TASK DETAILS:
Present the material as a JSON list of strings, one string per line, leaving out blank lines and pictures. Start at the first line of the material and stop after the line that contains "[[33, 154], [69, 143], [344, 183]]".

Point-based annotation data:

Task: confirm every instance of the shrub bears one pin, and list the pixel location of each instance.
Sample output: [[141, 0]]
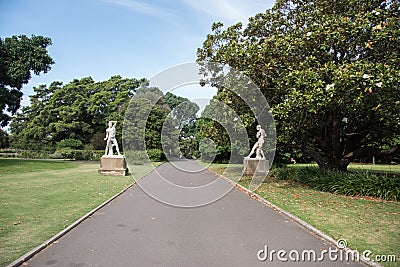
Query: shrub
[[156, 154], [69, 143], [33, 154], [344, 183]]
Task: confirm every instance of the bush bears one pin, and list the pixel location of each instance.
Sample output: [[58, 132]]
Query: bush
[[33, 154], [69, 143], [344, 183]]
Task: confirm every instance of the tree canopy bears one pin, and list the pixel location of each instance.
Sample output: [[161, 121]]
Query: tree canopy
[[330, 71], [77, 110], [19, 57]]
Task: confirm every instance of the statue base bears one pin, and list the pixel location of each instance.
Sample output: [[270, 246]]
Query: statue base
[[113, 165], [255, 166]]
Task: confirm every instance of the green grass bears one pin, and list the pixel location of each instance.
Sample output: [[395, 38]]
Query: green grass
[[39, 198], [359, 167], [365, 223]]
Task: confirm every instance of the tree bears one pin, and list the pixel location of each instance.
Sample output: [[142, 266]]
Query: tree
[[19, 56], [330, 71], [78, 110]]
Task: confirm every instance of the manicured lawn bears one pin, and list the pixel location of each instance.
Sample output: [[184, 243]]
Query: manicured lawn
[[364, 223], [360, 167], [39, 198]]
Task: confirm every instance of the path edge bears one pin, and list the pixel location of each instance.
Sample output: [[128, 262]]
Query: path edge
[[36, 250], [297, 220]]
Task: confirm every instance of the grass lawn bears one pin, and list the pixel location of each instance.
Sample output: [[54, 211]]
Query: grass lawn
[[364, 223], [39, 198], [361, 167]]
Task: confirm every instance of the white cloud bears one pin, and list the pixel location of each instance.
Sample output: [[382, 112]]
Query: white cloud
[[230, 11]]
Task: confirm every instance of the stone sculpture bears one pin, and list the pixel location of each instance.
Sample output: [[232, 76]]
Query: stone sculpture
[[258, 146], [111, 140]]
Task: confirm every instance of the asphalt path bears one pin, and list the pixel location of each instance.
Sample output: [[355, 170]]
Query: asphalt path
[[146, 227]]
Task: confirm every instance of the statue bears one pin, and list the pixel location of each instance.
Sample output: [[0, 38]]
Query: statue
[[259, 144], [111, 140]]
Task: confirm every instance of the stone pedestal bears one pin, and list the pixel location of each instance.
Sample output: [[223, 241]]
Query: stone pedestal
[[253, 166], [113, 165]]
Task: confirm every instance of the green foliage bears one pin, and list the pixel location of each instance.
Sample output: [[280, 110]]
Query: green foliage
[[330, 71], [19, 56], [156, 123], [33, 154], [350, 184], [4, 139], [77, 110], [156, 154], [69, 143]]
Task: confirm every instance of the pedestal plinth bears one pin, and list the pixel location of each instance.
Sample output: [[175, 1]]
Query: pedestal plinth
[[253, 166], [113, 165]]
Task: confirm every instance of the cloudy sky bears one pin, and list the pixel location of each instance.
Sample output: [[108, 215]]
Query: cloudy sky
[[131, 38]]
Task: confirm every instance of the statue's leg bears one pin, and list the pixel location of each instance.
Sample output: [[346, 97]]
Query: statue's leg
[[261, 149], [107, 147], [116, 147], [253, 150]]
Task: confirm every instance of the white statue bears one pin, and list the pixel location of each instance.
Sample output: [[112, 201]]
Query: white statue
[[111, 140], [259, 144]]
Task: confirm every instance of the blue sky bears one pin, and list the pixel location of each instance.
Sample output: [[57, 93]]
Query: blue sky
[[131, 38]]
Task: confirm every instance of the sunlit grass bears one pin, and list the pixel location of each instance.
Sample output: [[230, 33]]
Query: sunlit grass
[[39, 198]]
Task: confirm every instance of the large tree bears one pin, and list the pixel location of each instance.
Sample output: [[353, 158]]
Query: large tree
[[78, 110], [330, 71], [19, 57]]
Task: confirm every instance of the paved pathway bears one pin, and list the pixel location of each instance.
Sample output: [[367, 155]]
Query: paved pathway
[[137, 230]]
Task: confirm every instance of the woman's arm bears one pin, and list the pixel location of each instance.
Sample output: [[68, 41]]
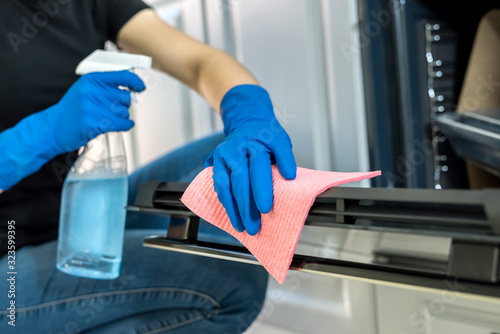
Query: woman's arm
[[208, 71]]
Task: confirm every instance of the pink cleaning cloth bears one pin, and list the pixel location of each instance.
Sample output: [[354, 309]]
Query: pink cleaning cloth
[[274, 245]]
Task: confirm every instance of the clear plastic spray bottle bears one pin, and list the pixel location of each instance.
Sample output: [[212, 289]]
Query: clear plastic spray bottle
[[92, 217]]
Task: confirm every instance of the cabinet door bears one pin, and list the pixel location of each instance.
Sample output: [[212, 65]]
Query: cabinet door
[[168, 113]]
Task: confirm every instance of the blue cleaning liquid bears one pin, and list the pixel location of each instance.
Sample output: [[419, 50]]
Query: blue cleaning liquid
[[92, 226]]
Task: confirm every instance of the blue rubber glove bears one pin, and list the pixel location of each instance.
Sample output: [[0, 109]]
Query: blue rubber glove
[[242, 162], [93, 105]]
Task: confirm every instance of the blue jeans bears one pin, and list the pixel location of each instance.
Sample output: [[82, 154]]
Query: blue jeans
[[158, 291]]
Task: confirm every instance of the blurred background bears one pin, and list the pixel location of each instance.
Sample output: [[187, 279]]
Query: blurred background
[[356, 84]]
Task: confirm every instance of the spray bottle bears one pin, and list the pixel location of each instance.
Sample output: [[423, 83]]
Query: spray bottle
[[92, 218]]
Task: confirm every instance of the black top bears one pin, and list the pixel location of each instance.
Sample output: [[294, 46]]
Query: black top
[[41, 43]]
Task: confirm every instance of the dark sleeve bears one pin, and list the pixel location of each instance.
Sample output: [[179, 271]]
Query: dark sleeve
[[118, 12]]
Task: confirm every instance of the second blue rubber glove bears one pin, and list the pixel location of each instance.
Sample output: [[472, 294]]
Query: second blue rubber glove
[[242, 162], [95, 104]]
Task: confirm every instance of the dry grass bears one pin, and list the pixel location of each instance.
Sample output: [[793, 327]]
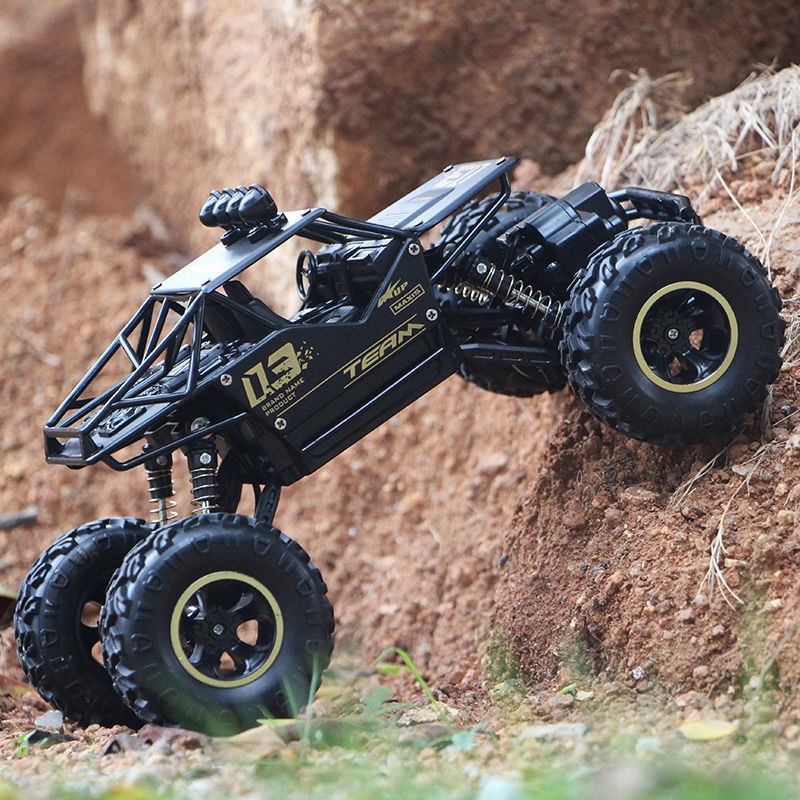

ANSWER TO THE PROBLEM:
[
  "Task: confirm every instance of the shrub bears one pin, and list the pixel location of each instance.",
  "Sample output: [[141, 0]]",
  "Query: shrub",
  "[[156, 154], [69, 143], [33, 154], [344, 183]]",
  "Task: confirm every instance of the bush bears one pin, and list the pixel location of each instance.",
  "Sample output: [[58, 132]]",
  "Query: bush",
  "[[33, 154], [69, 143], [344, 183]]"
]